• [I tuoi compiti]
(1) Indica se ciascuna delle seguenti affermazioni concorda con l'articolo sulle regole e la crisi finanziaria, rispondendo sì o no e citando le parole decisive del testo. (a) Il New York Times ha scritto che lo smantellamento delle leggi che richiedevano le regole ha contribuito alla crisi attuale. (b) Tommaso Padoa Schioppa ha escluso qualsiasi intervento straordinario dello Stato. (c) L'appellativo di bolscevico era già stato dato a Roosevelt negli anni Trenta.
(2) Porta avanti l'articolo sulle regole e la crisi finanziaria a partire dall'ultima frase riportata.

=== Testo del documento ===

Lucio Villari, la Repubblica 13/11/2008, 13 novembre 2008
LUCIO VILLARI
Una parola fantasma è stata evocata e si aggira inquieta nel linguaggio politico e nei commenti preoccupati sull´attuale crisi finanziaria americana. C´è la indefinita, diffusa sensazione, tra la gente comune, che se non si riesce a dare corpo a questo fantasma, si rischia una grande depressione mondiale. Lo ha scritto esplicitamente in questi giorni il New York Times: «Il sistematico smantellamento di leggi che richiedevano le regole ha contribuito alla crisi attuale». La parola è, appunto, regole.
Gli economisti e gli uomini d´affari e di impresa, in caso di emergenza, ne parlano come di una verità ovvia. Sir Evelyn Rothschild, ma non è il solo, ha fatto ora la scoperta che nei comportamenti del mondo della finanza ci vorrebbe, ad esempio, l´etica. Gli uni e gli altri sono però, tranne qualche caso di coscienza infelice, interessati a non chiarire il senso di ciò cui alludono e sono più che mai preoccupati che i provvedimenti governativi di salvataggio e di intervento pubblico possano andare oltre il tempo necessario. In prospettiva, il pericolo vero sarebbe nel ritardato ritorno al libero mercato e nel rilancio di una «vecchia» idea di Stato interventista, che all´occorrenza sa nazionalizzare, pronto a occupare spazi incompatibili con la libertà economica.
Si intuisce comunque che le regole rinviano a qualcosa di positivo e di necessario a tutti («In un mercato senza regole - ha detto Tommaso Padoa Schioppa in una recente intervista a la Repubblica - nessuna istituzione finanziaria potrebbe resistere (...); e vanno bene in certi casi anche interventi straordinari dello Stato») ma, andando al concreto, non si riesce a leggere sui giornali e nelle dichiarazioni ufficiali una descrizione concettuale e teorica di esse, né vengono identificati codici precisi di comportamento. Non sono insomma prescrizioni organiche e definite, decaloghi cui si deve obbedienza, ma medicamenti di carattere straordinario (in «certi casi») e provvisorio. Infatti, fino alla crisi dei mutui si faceva della parola un uso discreto, timido, mai politico, prudentemente giornalistico. Alla fine, per i compiaciuti sostenitori ad oltranza del Mercato parlare di regole significava lambire il limite della bestemmia anche perché il promotore di esse non potrebbe che essere lo Stato. C´è voluto il presidente americano a rompere la minacciosa ellisse regole - Stato e a bestemmiare lasciando stupiti molti di loro. Si prenderà in pieno Congresso lo schiaffo, quanto mai comico, di bolscevico. Lo stesso tuttavia che negli anni Trenta fu appioppato a Roosevelt e che poi servì bene al maccartismo, alla deriva democratica dell´America negli anni Cinquanta e alla guerra fredda. Ma gli schiaffi non servono a molto.

=== Record di dati ===

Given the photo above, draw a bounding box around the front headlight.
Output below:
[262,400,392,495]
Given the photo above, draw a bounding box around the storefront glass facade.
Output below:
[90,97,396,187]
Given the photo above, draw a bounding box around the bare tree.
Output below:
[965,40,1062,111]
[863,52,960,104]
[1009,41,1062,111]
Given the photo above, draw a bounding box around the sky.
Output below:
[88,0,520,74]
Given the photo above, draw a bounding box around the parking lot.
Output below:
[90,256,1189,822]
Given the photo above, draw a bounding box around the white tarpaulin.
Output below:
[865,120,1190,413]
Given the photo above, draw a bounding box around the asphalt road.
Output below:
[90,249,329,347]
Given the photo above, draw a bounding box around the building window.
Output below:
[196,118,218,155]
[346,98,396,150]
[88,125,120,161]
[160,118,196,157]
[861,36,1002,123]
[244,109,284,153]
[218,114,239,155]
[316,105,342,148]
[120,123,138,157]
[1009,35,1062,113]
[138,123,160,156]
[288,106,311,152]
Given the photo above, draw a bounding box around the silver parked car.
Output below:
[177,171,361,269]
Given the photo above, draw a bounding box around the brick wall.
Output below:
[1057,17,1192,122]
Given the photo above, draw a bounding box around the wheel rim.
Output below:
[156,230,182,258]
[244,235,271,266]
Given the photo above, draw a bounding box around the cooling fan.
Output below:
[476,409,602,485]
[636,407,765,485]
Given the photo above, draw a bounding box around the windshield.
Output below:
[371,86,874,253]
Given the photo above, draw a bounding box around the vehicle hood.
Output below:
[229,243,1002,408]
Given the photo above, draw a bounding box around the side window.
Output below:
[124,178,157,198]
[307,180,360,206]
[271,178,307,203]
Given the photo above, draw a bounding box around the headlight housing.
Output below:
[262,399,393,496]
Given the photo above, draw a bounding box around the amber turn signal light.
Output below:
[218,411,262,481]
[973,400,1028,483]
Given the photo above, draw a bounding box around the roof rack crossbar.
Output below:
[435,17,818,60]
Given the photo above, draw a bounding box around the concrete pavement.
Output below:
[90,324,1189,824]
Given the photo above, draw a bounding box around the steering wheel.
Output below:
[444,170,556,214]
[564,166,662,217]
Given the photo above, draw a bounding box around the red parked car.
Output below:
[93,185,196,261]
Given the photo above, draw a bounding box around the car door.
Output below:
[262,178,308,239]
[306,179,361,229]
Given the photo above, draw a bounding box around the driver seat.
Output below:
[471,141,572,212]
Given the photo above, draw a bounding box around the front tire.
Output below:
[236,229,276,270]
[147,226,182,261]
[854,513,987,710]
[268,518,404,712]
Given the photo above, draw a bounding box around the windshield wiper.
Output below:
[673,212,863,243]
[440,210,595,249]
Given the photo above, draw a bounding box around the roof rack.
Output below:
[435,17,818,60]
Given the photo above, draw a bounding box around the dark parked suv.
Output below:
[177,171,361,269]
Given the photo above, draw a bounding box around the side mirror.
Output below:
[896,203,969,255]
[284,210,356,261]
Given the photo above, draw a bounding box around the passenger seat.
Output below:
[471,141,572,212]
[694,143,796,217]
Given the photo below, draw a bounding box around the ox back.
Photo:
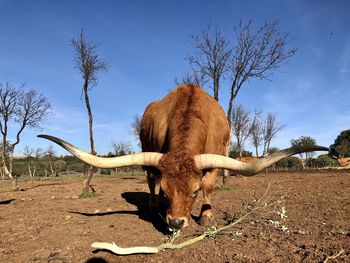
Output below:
[140,84,229,155]
[140,84,229,229]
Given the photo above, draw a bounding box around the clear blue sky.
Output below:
[0,0,350,155]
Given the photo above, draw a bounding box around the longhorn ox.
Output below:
[38,84,328,229]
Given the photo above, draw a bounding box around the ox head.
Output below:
[38,135,329,229]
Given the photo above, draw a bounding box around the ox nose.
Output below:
[169,219,185,229]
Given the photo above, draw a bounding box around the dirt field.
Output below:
[0,171,350,263]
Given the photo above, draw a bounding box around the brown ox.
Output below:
[39,85,328,229]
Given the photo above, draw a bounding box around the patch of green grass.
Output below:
[79,193,98,199]
[214,184,238,192]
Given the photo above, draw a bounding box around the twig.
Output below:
[91,185,279,255]
[323,249,345,263]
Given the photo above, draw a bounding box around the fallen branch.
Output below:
[91,185,284,255]
[324,249,345,263]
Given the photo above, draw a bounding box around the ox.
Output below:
[39,84,328,229]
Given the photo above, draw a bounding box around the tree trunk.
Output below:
[222,130,232,185]
[83,80,95,193]
[214,78,219,101]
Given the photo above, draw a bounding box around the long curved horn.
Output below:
[194,145,329,176]
[38,134,163,168]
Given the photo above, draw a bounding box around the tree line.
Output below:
[0,19,349,193]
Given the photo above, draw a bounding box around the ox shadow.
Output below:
[69,192,169,235]
[121,192,169,234]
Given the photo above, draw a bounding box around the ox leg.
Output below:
[200,169,219,226]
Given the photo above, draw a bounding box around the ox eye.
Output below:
[190,188,200,198]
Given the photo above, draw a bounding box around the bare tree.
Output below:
[186,20,296,186]
[44,145,57,176]
[71,30,108,193]
[250,110,263,157]
[0,83,51,189]
[186,22,232,101]
[262,112,285,155]
[227,19,296,128]
[112,141,131,156]
[112,141,134,174]
[175,71,208,87]
[232,105,252,158]
[290,136,316,170]
[23,145,42,181]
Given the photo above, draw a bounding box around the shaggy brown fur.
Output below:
[140,85,229,229]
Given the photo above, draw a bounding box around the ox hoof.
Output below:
[199,216,217,228]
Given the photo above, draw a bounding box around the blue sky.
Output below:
[0,0,350,155]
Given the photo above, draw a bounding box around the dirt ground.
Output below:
[0,170,350,263]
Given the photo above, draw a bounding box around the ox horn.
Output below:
[194,145,329,176]
[38,134,163,168]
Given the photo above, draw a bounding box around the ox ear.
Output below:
[38,134,163,168]
[194,145,329,176]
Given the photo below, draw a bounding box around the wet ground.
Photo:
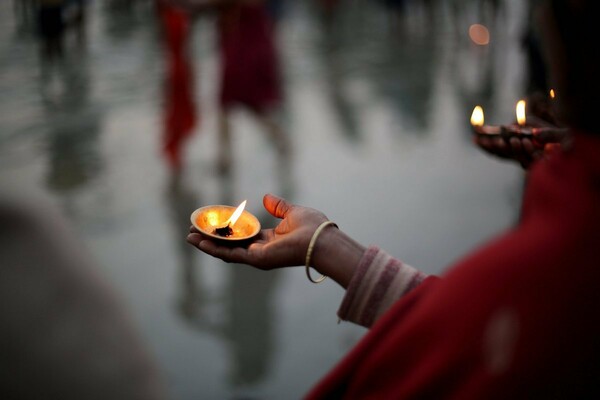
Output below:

===

• [Risposte per voce]
(1)
(a) Sì: «Il sistematico smantellamento di leggi che richiedevano le regole ha contribuito alla crisi attuale».
(b) No: «e vanno bene in certi casi anche interventi straordinari dello Stato».
(c) Sì: «Lo stesso tuttavia che negli anni Trenta fu appioppato a Roosevelt».

(2)
Eppure, questa parola così semplice e così poco maneggevole è un eterno ritorno. stata sempre simmetrica delle crisi economiche essendo evidentemente non soltanto la prova della loro evitabilità - anche se la previsione delle crisi sia sempre ridicolizzata e non pare faccia parte della cultura del Mercato - ma soprattutto la loro medicina. Cento anni or sono (solo gli storici ricordano questo evento drammatico che si manifestò nel 1907 e che è certo tra le tante premesse economiche anche della prima guerra mondiale), sempre negli Stati Uniti esplose una crisi bancaria e finanziaria simile a quella ora in corso. L´alta finanza, Wall Street e le Borse, definite senza mezzi termini da esponenti della produzione e del pensiero economico «le bande nere» dell´economia, coinvolsero il sistema produttivo dell´Europa allora in espansione e che aveva fino a pochi anni prima finanziato gran parte del decollo industriale e delle infrastrutture statunitensi.
Anche l´Italia liberista, col bilancio in pareggio e la lira che faceva aggio sull´oro - eravamo nel decennio giolittiano - ebbe un grave contraccolpo. La tanto esaltata libera concorrenza internazionale si rivelava, secondo la nota metafora di un commentatore inglese, «una volpe libera in un pollaio aperto».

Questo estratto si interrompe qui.